### [Task instructions]
Your answer should consist of every line in the records that holds "young".

### [Data in this exercise]
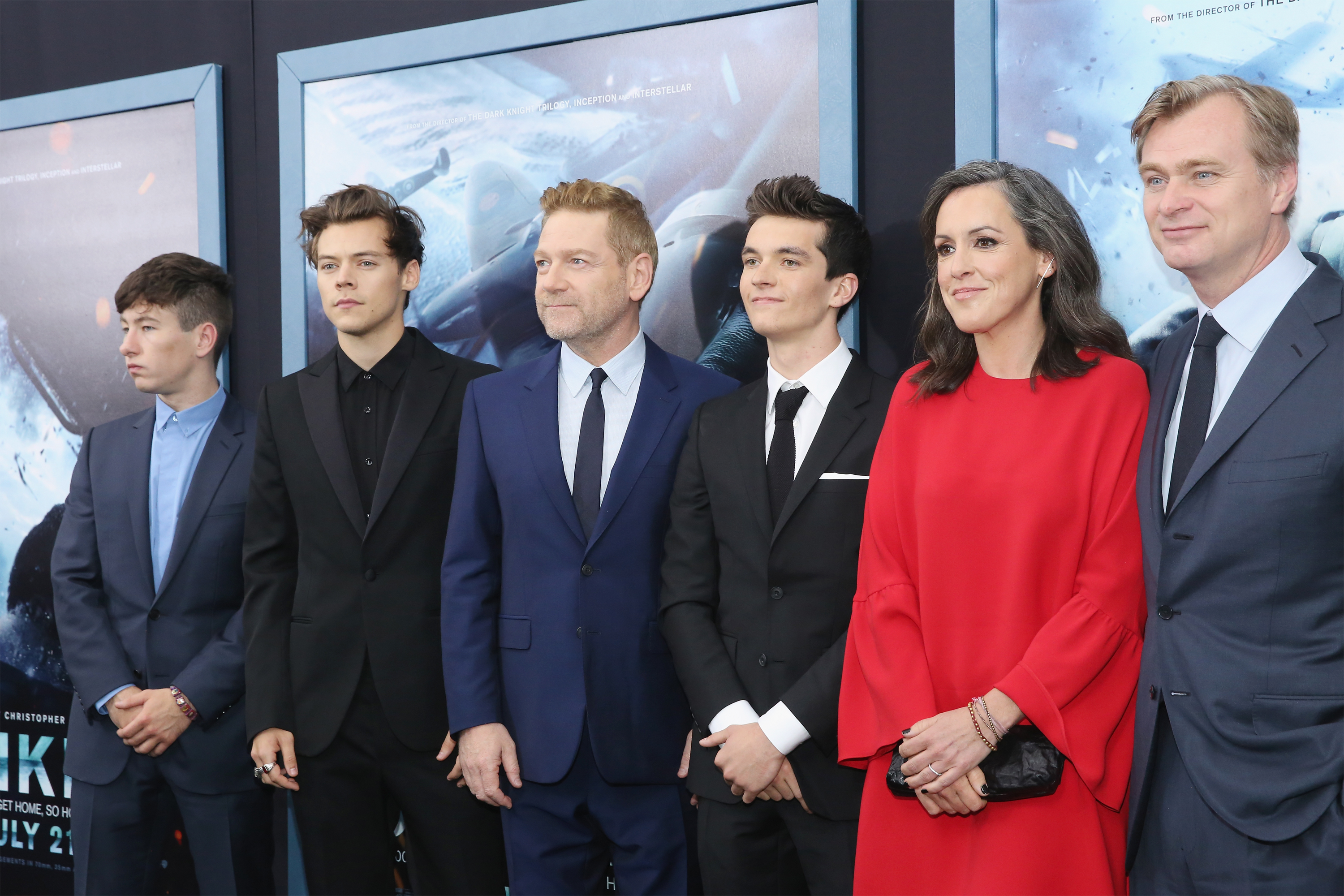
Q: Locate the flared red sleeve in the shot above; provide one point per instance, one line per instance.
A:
(1078, 679)
(886, 683)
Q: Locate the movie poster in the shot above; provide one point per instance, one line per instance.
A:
(687, 117)
(82, 203)
(1074, 73)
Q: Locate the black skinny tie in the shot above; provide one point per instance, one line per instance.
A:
(783, 449)
(1198, 404)
(588, 461)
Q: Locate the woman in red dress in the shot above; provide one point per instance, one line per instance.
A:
(1000, 559)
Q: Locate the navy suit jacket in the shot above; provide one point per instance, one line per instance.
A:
(542, 626)
(116, 629)
(1245, 637)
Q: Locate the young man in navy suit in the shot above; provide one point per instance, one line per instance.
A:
(148, 586)
(560, 685)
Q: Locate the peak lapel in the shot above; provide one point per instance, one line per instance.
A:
(428, 381)
(1272, 369)
(322, 410)
(541, 414)
(215, 458)
(143, 443)
(838, 425)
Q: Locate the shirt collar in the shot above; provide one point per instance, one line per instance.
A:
(621, 370)
(822, 381)
(389, 369)
(194, 417)
(1253, 308)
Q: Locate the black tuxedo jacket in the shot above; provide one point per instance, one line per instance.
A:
(760, 613)
(324, 585)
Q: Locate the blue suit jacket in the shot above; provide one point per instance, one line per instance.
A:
(116, 629)
(541, 626)
(1249, 571)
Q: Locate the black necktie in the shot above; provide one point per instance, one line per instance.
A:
(1198, 404)
(588, 461)
(783, 453)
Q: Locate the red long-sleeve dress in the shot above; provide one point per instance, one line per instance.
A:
(1002, 550)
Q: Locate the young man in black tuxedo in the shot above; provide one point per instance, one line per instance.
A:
(762, 555)
(346, 520)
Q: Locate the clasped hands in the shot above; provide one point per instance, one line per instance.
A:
(949, 743)
(147, 720)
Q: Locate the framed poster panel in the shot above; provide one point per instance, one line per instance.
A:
(93, 182)
(1068, 78)
(687, 104)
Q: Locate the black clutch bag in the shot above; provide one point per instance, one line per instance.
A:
(1026, 765)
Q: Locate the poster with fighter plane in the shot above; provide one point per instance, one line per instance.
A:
(687, 117)
(1072, 76)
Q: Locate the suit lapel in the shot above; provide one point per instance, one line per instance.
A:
(318, 392)
(541, 414)
(838, 425)
(222, 445)
(428, 379)
(139, 491)
(1275, 366)
(654, 410)
(750, 433)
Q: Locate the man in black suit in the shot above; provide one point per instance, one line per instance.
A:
(762, 555)
(148, 590)
(346, 523)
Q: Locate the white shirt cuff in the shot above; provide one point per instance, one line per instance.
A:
(736, 714)
(783, 728)
(103, 704)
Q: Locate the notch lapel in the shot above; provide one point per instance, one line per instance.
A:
(1272, 369)
(426, 383)
(143, 443)
(541, 414)
(838, 425)
(322, 410)
(654, 409)
(215, 458)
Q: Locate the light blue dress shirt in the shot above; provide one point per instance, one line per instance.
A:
(178, 444)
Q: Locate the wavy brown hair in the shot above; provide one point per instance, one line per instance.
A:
(1070, 300)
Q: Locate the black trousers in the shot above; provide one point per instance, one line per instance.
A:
(772, 848)
(349, 801)
(119, 829)
(1185, 848)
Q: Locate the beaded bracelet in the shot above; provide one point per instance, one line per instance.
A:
(181, 699)
(975, 720)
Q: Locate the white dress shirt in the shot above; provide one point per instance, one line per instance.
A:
(779, 724)
(1246, 315)
(620, 390)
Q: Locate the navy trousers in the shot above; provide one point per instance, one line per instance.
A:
(1185, 848)
(117, 831)
(561, 837)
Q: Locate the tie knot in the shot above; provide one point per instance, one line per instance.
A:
(787, 404)
(1210, 332)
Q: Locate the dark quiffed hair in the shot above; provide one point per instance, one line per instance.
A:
(1070, 299)
(191, 287)
(847, 246)
(362, 202)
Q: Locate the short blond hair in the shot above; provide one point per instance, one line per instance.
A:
(628, 229)
(1271, 119)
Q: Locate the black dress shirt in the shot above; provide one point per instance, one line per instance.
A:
(369, 402)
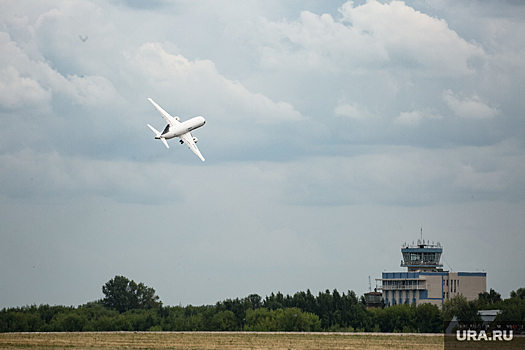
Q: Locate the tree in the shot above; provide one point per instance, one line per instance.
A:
(486, 300)
(519, 293)
(123, 295)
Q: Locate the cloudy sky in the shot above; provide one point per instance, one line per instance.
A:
(335, 131)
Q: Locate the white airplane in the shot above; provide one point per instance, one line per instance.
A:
(177, 129)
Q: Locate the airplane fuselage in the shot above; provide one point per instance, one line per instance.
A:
(177, 130)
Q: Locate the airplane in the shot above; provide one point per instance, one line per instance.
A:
(175, 128)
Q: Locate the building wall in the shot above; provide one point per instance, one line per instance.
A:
(469, 284)
(440, 287)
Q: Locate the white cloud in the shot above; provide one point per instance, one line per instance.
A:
(414, 118)
(17, 91)
(24, 81)
(352, 110)
(372, 36)
(469, 107)
(32, 176)
(198, 85)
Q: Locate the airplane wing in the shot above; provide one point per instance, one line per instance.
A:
(171, 121)
(188, 139)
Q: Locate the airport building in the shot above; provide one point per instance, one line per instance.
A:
(425, 281)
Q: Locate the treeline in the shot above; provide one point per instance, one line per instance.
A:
(328, 311)
(129, 306)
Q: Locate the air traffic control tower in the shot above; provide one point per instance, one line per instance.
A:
(425, 281)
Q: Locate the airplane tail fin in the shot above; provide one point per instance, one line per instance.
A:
(157, 136)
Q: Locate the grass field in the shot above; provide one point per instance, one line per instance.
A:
(218, 340)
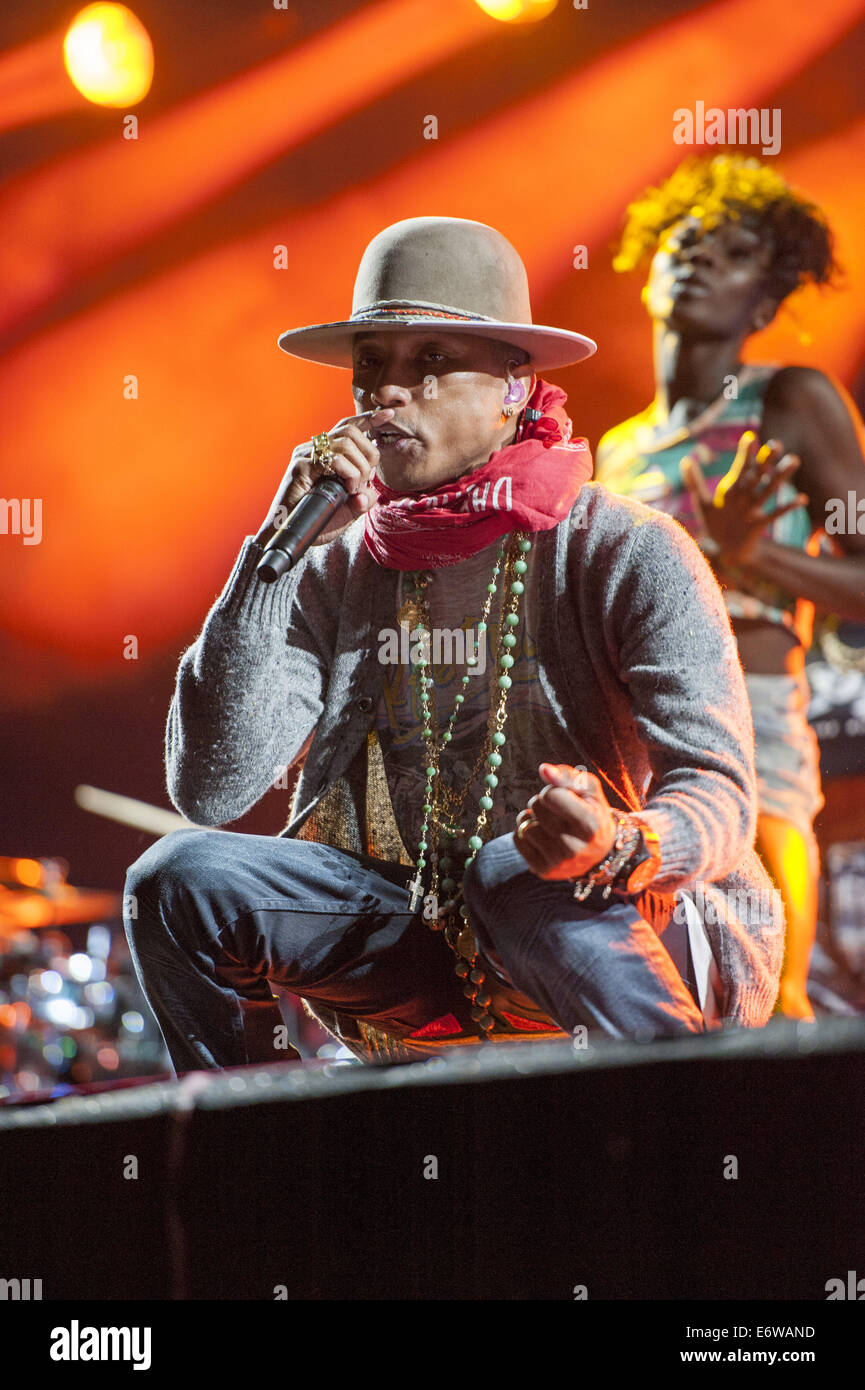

### [Reply to the task]
Q: Locate the young man in navy suit in the shot above; provide one point per instance, one line per instance.
Q: Locate the young man in black tuxedo in the shot above; provide one point per instance, one line per instance.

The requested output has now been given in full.